** Begin **
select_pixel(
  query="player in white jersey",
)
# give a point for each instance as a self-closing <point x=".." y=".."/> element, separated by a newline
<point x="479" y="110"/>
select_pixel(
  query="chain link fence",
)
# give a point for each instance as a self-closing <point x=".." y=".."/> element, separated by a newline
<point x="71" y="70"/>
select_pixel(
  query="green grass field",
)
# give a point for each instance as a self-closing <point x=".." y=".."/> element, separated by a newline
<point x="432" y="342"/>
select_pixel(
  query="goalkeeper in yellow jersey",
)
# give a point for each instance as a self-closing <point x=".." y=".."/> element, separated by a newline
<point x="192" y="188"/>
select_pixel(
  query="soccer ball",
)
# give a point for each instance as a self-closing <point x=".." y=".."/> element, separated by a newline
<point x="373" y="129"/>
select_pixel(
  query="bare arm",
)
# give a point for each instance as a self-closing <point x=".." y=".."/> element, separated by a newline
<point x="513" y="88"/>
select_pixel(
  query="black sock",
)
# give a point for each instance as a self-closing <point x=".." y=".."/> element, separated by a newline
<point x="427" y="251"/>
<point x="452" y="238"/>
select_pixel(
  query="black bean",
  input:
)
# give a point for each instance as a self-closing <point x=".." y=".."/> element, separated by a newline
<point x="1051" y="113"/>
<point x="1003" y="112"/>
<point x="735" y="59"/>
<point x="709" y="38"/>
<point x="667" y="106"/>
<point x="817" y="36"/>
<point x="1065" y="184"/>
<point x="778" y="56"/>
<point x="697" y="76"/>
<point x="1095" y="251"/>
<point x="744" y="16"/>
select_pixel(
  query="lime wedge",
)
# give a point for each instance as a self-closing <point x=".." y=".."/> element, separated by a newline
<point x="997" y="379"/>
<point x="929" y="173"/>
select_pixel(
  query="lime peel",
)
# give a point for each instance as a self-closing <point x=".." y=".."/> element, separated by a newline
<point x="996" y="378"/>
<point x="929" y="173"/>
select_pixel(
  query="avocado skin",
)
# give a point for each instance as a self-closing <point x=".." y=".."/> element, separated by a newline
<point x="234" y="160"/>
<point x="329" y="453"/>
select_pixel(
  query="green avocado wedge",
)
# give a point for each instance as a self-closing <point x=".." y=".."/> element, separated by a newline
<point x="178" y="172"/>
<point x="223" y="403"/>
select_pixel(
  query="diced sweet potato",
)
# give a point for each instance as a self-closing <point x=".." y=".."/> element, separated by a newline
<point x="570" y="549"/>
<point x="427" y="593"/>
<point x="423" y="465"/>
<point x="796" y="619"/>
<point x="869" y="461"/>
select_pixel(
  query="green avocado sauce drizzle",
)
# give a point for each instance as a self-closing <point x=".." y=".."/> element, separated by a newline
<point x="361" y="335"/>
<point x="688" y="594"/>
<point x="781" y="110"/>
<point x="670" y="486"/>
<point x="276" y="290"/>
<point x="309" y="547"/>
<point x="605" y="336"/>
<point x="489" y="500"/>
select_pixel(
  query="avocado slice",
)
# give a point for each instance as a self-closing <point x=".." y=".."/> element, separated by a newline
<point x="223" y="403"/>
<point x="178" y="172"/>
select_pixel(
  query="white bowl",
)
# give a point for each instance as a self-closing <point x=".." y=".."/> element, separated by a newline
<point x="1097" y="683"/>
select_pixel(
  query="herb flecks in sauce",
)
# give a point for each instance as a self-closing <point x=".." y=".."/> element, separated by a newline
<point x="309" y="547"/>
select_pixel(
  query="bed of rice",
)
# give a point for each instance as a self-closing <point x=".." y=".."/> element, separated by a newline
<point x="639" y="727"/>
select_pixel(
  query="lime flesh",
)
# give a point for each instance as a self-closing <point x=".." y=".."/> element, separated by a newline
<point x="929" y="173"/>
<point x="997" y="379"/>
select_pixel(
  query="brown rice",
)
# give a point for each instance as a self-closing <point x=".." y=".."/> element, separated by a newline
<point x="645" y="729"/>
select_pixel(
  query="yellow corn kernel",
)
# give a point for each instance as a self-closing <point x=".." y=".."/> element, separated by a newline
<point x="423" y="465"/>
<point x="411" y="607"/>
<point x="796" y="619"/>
** End **
-- Task statement --
Repeat the data verbatim.

-- Output --
select_pixel(
  query="player in white jersey",
)
# give a point for each instance as a self-closing <point x=".." y=".."/> element, separated by a newline
<point x="479" y="110"/>
select_pixel(
  query="chain link fence",
)
# give a point for each instance as a self-closing <point x=".." y=".."/> element, separated by a newline
<point x="71" y="70"/>
select_pixel(
  query="green grass field",
)
# give a point for each instance as a self-closing <point x=".." y=".."/> element, separated by a newline
<point x="432" y="342"/>
select_pixel(
  query="goalkeeper in yellow jersey",
)
# give a point for each instance as a self-closing <point x=".." y=".."/> element, separated by a newline
<point x="192" y="188"/>
select_pixel(
  query="soccer ball",
)
# give a point for each instance as a self-closing <point x=".." y=".."/> element, separated by a newline
<point x="373" y="129"/>
select_pixel(
  query="bare arm",
)
# give a point for each instance as a self-closing <point x=".." y=".."/> element, separated by a newline
<point x="513" y="88"/>
select_pixel(
  query="black sock",
)
# give a point for each instance as a self-closing <point x=".." y=".."/> element, separated by a newline
<point x="427" y="251"/>
<point x="452" y="238"/>
select_pixel(
  query="black bean",
  input:
)
# give a point for each instance as a self-closing <point x=".." y=".."/> element, separated by a newline
<point x="1051" y="113"/>
<point x="1003" y="112"/>
<point x="735" y="59"/>
<point x="709" y="38"/>
<point x="667" y="106"/>
<point x="817" y="36"/>
<point x="1065" y="184"/>
<point x="778" y="56"/>
<point x="697" y="76"/>
<point x="1095" y="251"/>
<point x="744" y="16"/>
select_pixel(
  query="lime wedge",
)
# give a point for each instance as a self-closing <point x=".." y=".."/> element, separated by a newline
<point x="997" y="379"/>
<point x="929" y="173"/>
select_pixel(
  query="lime peel",
)
# give a point for each instance as a self-closing <point x=".." y=".."/> element, separated by a newline
<point x="996" y="378"/>
<point x="929" y="173"/>
select_pixel(
  query="avocado skin",
)
# give a point for each instance as a self-closing <point x=".." y=".."/> element, separated by a newline
<point x="234" y="160"/>
<point x="329" y="453"/>
select_pixel(
  query="green avocado wedge",
)
# give a point for each instance as a self-closing <point x=".." y=".."/> element, separated by a newline
<point x="178" y="172"/>
<point x="223" y="403"/>
select_pixel(
  query="diced sweet potato",
)
# give a point for each instance as a self-closing <point x=".." y=".."/> element, separated by a newline
<point x="570" y="549"/>
<point x="427" y="593"/>
<point x="423" y="465"/>
<point x="796" y="619"/>
<point x="869" y="461"/>
select_pixel(
  query="green avocado sauce drizzle",
)
# give a point for each instance as a self-closing <point x=".." y=".."/> element, separated by a newline
<point x="361" y="335"/>
<point x="688" y="594"/>
<point x="781" y="110"/>
<point x="670" y="486"/>
<point x="276" y="290"/>
<point x="309" y="547"/>
<point x="605" y="336"/>
<point x="489" y="500"/>
select_pixel(
  query="avocado slice",
)
# give a point for each instance as a self-closing <point x=".." y=".."/> element, separated by a newline
<point x="223" y="403"/>
<point x="178" y="172"/>
select_pixel(
  query="white bowl",
)
# give a point for each instance as a self-closing <point x=".." y=".."/> element, separated by a newline
<point x="1097" y="683"/>
select_pixel(
  query="herb flecks in sauce",
)
# give a point for each instance as a self-closing <point x=".." y=".."/> element, separated by a newline
<point x="309" y="547"/>
select_pixel(
  query="bed of rice",
)
# give a point for each instance as a self-closing <point x=".." y=".."/> element, separated by a newline
<point x="639" y="727"/>
select_pixel(
  query="lime flesh",
)
# give a point for each instance as a self-closing <point x=".." y=".."/> element, separated by a newline
<point x="929" y="173"/>
<point x="997" y="379"/>
select_pixel(
  query="brown rice",
)
# give a point for each instance as a self-closing <point x=".." y=".."/> element, separated by a newline
<point x="645" y="729"/>
select_pixel(
  query="yellow corn kernel",
)
# give a point for each instance as a self-closing <point x=".." y=".."/> element, separated by a newline
<point x="423" y="465"/>
<point x="411" y="607"/>
<point x="796" y="619"/>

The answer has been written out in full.